§ OBJECTIVE:
Rewrite each of the rows below as a numbered list, one line per item, with blank lines left out.

======== STORED DATA ========

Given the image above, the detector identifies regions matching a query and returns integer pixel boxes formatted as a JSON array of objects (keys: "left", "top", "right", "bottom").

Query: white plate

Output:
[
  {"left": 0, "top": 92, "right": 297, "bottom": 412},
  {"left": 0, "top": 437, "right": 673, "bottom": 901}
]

========

§ REPLY:
1. Given the image above, the detector identifies regions matching a query and returns integer pixel boxes formatted as a JSON array of objects (keys: "left", "top", "right", "bottom").
2. Query: white plate
3. Output:
4. [
5.   {"left": 0, "top": 92, "right": 297, "bottom": 412},
6.   {"left": 0, "top": 437, "right": 673, "bottom": 901}
7. ]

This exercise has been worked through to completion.